課題の指示: 以下の項目をすべて、1行を1つの文字列としてJSONのリストに入れてください。空行は含めません。

[ラベル付き対象の位置指定項目]
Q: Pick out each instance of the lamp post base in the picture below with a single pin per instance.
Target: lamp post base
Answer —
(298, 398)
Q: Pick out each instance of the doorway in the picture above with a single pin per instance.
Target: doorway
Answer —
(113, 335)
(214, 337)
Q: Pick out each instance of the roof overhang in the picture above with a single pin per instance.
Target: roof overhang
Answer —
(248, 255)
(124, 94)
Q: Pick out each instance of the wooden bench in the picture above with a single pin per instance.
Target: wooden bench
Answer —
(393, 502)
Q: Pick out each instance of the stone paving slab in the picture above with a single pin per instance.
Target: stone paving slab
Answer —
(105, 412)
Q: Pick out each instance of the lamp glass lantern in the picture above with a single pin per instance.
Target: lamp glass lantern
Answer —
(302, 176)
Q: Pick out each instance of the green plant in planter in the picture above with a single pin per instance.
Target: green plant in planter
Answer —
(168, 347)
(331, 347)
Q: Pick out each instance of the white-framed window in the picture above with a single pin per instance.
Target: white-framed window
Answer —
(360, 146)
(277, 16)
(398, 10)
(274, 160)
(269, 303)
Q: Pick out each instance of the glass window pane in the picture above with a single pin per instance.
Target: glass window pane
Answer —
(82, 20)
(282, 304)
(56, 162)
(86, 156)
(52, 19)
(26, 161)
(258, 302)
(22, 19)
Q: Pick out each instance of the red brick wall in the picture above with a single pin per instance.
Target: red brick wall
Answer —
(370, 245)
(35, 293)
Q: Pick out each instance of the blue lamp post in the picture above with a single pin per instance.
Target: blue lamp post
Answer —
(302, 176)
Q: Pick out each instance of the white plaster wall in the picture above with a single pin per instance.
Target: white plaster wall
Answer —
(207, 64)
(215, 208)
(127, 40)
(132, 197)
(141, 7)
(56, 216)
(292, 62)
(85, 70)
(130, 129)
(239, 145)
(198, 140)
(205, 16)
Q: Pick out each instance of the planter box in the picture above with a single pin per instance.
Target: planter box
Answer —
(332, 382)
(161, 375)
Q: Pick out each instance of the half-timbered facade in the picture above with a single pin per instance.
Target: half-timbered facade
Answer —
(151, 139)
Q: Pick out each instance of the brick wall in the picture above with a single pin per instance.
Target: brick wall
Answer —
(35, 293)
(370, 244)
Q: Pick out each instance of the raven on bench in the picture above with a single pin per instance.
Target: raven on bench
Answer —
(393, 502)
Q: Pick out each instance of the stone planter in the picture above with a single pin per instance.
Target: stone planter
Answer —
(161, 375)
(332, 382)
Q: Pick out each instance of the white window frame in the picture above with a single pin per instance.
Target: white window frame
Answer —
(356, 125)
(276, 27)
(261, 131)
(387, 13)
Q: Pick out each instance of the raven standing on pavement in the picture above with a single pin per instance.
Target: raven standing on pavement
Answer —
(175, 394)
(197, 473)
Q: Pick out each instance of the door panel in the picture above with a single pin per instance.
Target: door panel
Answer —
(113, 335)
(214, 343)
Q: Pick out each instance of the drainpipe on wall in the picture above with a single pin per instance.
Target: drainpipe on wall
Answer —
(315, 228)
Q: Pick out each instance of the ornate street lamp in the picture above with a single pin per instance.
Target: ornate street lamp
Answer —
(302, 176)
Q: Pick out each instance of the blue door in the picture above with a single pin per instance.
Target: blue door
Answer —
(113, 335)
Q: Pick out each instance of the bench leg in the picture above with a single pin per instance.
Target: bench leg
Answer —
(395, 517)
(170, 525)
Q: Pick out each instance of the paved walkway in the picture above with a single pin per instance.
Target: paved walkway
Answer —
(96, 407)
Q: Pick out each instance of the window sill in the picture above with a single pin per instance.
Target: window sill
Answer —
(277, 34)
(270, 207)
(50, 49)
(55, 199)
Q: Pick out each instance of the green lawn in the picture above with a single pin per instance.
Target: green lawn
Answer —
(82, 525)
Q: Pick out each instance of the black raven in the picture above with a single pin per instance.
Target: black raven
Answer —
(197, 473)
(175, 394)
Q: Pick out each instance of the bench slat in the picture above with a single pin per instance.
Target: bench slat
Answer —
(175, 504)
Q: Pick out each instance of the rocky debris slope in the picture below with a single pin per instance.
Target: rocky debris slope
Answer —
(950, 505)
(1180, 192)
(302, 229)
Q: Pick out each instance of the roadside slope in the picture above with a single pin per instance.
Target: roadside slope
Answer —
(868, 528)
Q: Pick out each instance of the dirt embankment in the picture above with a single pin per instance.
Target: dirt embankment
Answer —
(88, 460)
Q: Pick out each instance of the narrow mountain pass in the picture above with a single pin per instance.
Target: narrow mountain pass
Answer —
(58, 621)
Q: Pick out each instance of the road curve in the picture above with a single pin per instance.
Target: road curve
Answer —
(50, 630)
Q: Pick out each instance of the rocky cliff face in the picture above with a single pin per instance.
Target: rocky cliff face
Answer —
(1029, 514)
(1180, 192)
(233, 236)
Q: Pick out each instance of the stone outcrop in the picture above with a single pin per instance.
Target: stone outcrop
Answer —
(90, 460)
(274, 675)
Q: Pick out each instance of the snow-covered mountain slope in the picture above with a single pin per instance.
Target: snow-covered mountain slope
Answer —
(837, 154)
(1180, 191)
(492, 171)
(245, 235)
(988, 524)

課題の結果:
[
  "Q: Pick out each instance of the lamp post base in the picture below with a single pin per instance.",
  "Target: lamp post base",
  "Answer —",
  "(298, 398)",
  "Q: Pick out each instance of the doorway in the picture above with a single pin per instance.",
  "Target: doorway",
  "Answer —",
  "(113, 335)",
  "(214, 337)",
  "Q: Pick out each instance of the roof overhang in the picture above with a single pin per instance.",
  "Target: roof overhang",
  "Answer —",
  "(248, 255)",
  "(124, 94)",
  "Q: Pick out each instance of the wooden bench in the picture above with a single pin per instance.",
  "Target: wooden bench",
  "Answer —",
  "(393, 502)",
  "Q: Pick out each instance of the stone paving slab in the picture above with a single pin per instance.",
  "Target: stone paving slab",
  "Answer —",
  "(105, 412)",
  "Q: Pick out each instance of the lamp glass lantern in the picture above with a single pin per instance.",
  "Target: lamp glass lantern",
  "Answer —",
  "(302, 176)",
  "Q: Pick out each instance of the green plant in planter in the picture above with a single pin per instance.",
  "Target: green plant in planter",
  "Answer —",
  "(168, 347)",
  "(331, 347)",
  "Q: Pick out each instance of the white-framed window in the picture above with a single pin per instance.",
  "Target: white-framed window",
  "Answer —",
  "(360, 146)",
  "(277, 16)",
  "(398, 10)",
  "(274, 160)",
  "(269, 303)",
  "Q: Pick out each instance of the glass window pane in the picture above with a single pin per instance.",
  "Target: glass window pane",
  "Answer —",
  "(82, 20)",
  "(282, 304)",
  "(56, 162)",
  "(86, 156)",
  "(52, 19)",
  "(26, 161)",
  "(258, 302)",
  "(22, 19)",
  "Q: Pick out each instance of the red brick wall in the picture above with a single pin per instance.",
  "Target: red brick wall",
  "Answer —",
  "(370, 245)",
  "(35, 293)",
  "Q: Pick out each instance of the blue lamp post in the picture above with a single pin per instance.",
  "Target: blue lamp post",
  "Answer —",
  "(302, 176)",
  "Q: Pick out each instance of the white plaster wall in the picture above with a single pin per instance.",
  "Target: white plaster wall",
  "Answer —",
  "(207, 64)",
  "(215, 208)",
  "(127, 40)",
  "(132, 197)",
  "(141, 7)",
  "(56, 216)",
  "(292, 62)",
  "(85, 70)",
  "(130, 129)",
  "(239, 145)",
  "(198, 140)",
  "(205, 16)",
  "Q: Pick out each instance of the planter box in the picture above with a single pin per instance.",
  "Target: planter box",
  "Answer —",
  "(332, 382)",
  "(161, 375)",
  "Q: Pick out each instance of the half-timbered facade in the picture above with a single pin per instance.",
  "Target: half-timbered facade",
  "Answer —",
  "(151, 139)",
  "Q: Pick out each instance of the brick wall in the picture above with a single pin per instance.",
  "Target: brick wall",
  "Answer —",
  "(35, 293)",
  "(370, 244)",
  "Q: Pick out each instance of the raven on bench in the picture above with a single pin per instance.",
  "Target: raven on bench",
  "Answer —",
  "(393, 502)",
  "Q: Pick out each instance of the stone planter in the picture above with a single pin per instance.",
  "Target: stone planter",
  "Answer —",
  "(161, 375)",
  "(332, 382)",
  "Q: Pick out each instance of the white window frame in the picture above with a single pin per instance.",
  "Target: white window frame",
  "Answer —",
  "(356, 125)",
  "(276, 27)",
  "(261, 131)",
  "(387, 13)",
  "Q: Pick out each instance of the raven standing on pavement in the picture above with a single pin per instance.",
  "Target: raven standing on pavement",
  "Answer —",
  "(175, 394)",
  "(197, 473)",
  "Q: Pick out each instance of the door panel in the picture above with a single pin per instance.",
  "Target: door panel",
  "Answer —",
  "(113, 335)",
  "(214, 343)",
  "Q: Pick out each instance of the drainpipe on wall in the picture above with a single pin per instance.",
  "Target: drainpipe on wall",
  "Answer —",
  "(315, 228)",
  "Q: Pick out each instance of the ornate street lamp in the picture above with a single pin per instance.",
  "Target: ornate street lamp",
  "Answer —",
  "(302, 176)",
  "Q: Pick out each instance of the blue door in the picture above with a single pin per instance.",
  "Target: blue door",
  "Answer —",
  "(113, 335)",
  "Q: Pick out each instance of the bench leg in the picture above with a single pin per instance.",
  "Target: bench leg",
  "Answer —",
  "(395, 517)",
  "(170, 525)",
  "Q: Pick out each instance of the paved walkway in the picture above with a single pin per instance.",
  "Target: paved walkway",
  "Answer —",
  "(96, 407)",
  "Q: Pick out each instance of the window sill in the picture above with a single pin per instance.",
  "Target: window sill",
  "Answer —",
  "(277, 34)",
  "(270, 207)",
  "(50, 49)",
  "(55, 199)",
  "Q: Pick out each instance of the green lawn in the picture above with a single pin per instance.",
  "Target: green lawn",
  "Answer —",
  "(82, 525)",
  "Q: Pick out each instance of the black raven in the picture above with a single pin per instance.",
  "Target: black raven",
  "Answer —",
  "(197, 473)",
  "(175, 394)",
  "Q: Pick out each instance of the bench slat in the picture above with a single pin per instance.",
  "Target: bench slat",
  "Answer —",
  "(175, 504)",
  "Q: Pick out each instance of the rocky debris slope in the picture below with a single pin per instance.",
  "Target: rocky debris slope",
  "Answer —",
  "(950, 505)",
  "(1180, 192)",
  "(302, 229)",
  "Q: Pick out each instance of the roadside slope in the picture above with a single pin per instance.",
  "Target: roadside slope",
  "Answer —",
  "(868, 528)",
  "Q: Pick out each instance of the dirt embankment in the picture above with a single pin per instance.",
  "Target: dirt embankment",
  "Answer —",
  "(88, 460)",
  "Q: Pick out each instance of the narrow mountain pass in the picture above with a single pin per instance.",
  "Target: narrow mountain pass",
  "Answer —",
  "(58, 621)",
  "Q: Pick out each instance of the road curve in the picture above with a single pin per instance.",
  "Target: road curve",
  "Answer —",
  "(50, 630)",
  "Q: Pick out each instance of the rocky cliff face in the picture above with a single pin per instance.",
  "Target: rocky cliff face",
  "Answer —",
  "(1029, 514)",
  "(1180, 192)",
  "(233, 236)",
  "Q: Pick out each instance of the stone outcrop in the picture above with a single pin per instance.",
  "Target: stone outcrop",
  "Answer —",
  "(90, 460)",
  "(274, 675)",
  "Q: Pick out each instance of the snow-covered mountain slope in the picture above with a single pin per instance.",
  "Target: snow-covered mountain slope",
  "Answer —",
  "(837, 154)",
  "(1180, 191)",
  "(492, 171)",
  "(245, 235)",
  "(988, 524)"
]